Is the Parade of Homes a “place of public accomodation?” Well, that term isn’t something thought up just for the ADA. That term has a very long history of broad interpretation, having been used starting in the 60’s in the various civil rights acts that prohibited racial discrimination. As you might suspect, the term covers just about any business out there that deals with the public. And, indeed, in 42 USC 12181, we see that subsection (7) (H) includes “a museum, library, gallery, or other place of public display or collection.” With broad interpretation, it is likely that a display of homes to show off architectural and design features would therefore be a “place of public accomodation”. After all, the PGA Tour was a “place of exercise or recreation” (Subsection (7) (L)).

Did the Parade of Homes discriminate against disabled people in violation of the ADA? Well, let’s look at the specific types of discrimination established in the ADA. One can discriminate by establishing discriminatory eligibility standards, which doesn’t seem applicable here. One can discriminate (as already noted) by failing to make reasonable modifications of policies, practices or procedures, unless doing so would fundamentally alter the nature of the business. Possibly, here, the Parade could have included more specific efforts to provide access, but it doesn’t seem that the gravamen of the complaint adresses this type of discrimination. Failure to take steps to ensure no person will be discriminated against because of the absence of auxilliary aids or services is discrimination. And failure to remove architectural barriers, unless the removal is not “readily achievable” is discrimination. Here we find the sticking point over which the suit is filed.

The homes shown were not built with the wheelchair-bound in mind. Should the Home Builders Association have been forced to modify the homes to hold the Parade? If not, what auxilliary aids should be provided? Could the Parade provide temporary ramps to the front door? Probably. Could the Parade have provided something other than gravel paths? Quite possibly. Bathrooms that were wheelchair accessible? Unlikely. An alternative? How about wheelchair accessible portable bathrooms? See how truly easy this gets?

In my past history dealing with ADA issues, I have found that the biggest difficulty is overcoming initial resistance to the concept that ANY attempt to facilitate handicapped access should be made. Now I’m not saying that advocates for the disabled don’t on occaision go a bit overboard in their demands. But usually, such suits as this get filed only after an attempt is made to get the provider of the “place of public accomodation” to sit down and agree to reasonable efforts to facilitate access and use, and the provider resists such efforts. You will note in the Rocky Mountain News article that the Home Builders Association conceded that access issues existed. If, as asserted in the OP, the event takes in $1.5 Million, then certainly some of that could have been spent on some simple efforts to provide reasonable access that doesn’t stigmatize the disabled.

Which is not to say that the complaint is valid, simply that the issues reported in the paper do seem to be the sort that the ADA is meant to address.

Records from a collection
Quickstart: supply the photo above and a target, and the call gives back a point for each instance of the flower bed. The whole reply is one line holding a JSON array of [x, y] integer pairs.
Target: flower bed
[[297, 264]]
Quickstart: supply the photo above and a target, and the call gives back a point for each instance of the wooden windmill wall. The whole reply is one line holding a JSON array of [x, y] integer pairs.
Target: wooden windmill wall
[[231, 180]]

TASKS FOR THIS EXERCISE
[1] Copy the listing word for word, from its first line up to and including the line with "[[297, 264]]".
[2] Pick up the text on the Parade of Homes and the ADA where it stops, and write what comes next.

ANSWERS TO THE EXERCISE
[1]
Quickstart: supply the photo above and a target, and the call gives back a point for each instance of the flower bed. The whole reply is one line holding a JSON array of [x, y] integer pairs.
Target: flower bed
[[297, 264]]

[2]
Which brings us to the sidebar discussion about the role of courts in the makeup of the “law”. The assertion that courts should have no significant role in establishing the parameters of the law is without any foundation in either the history of our governmental development or common sense. English jurisprudence has at its roots the notion that much of the law that governs us is developed by the courts; we call this “common law.” To the extent that we have legislative bodies which attempt proactive remedies for problems, we established early on in the history of this country that such efforts were naturally subject to judicial interpretation of the meaning of the words used. We do this on purpose, so that legislation doesn’t have to be overly detailed and inflexible in addressing specific needs over time. Indeed, if there is one valid complaint about modern legislative acts, it is that they are much too detailed, much too specific. Anytime that a court gets too proactive, the legislature can always remedy the “problem” by passing additional legislation.

As to the ADA specifically, what most people don’t know is that the ADA is hardly new law. Most of the provisions of the ADA had already existed in acts with much less scope, such as the Rehabilitation Act of 1970, or the California Fair Employment and Housing Act. Congress was quite aware that a large body of law existed interpreting most of the terms being utilized in the ADA; there are very few areas of that law for which there are no prior guidelines. Further, Congress specifically directed that regulations fleshing out the meaning of the terms were to be administratively promulgated. In this, Congress understood that interpretation of such a broad act needed to be flexible, more flexible than Congress itself often can be. This can hardly be considered an erosion of legislative power.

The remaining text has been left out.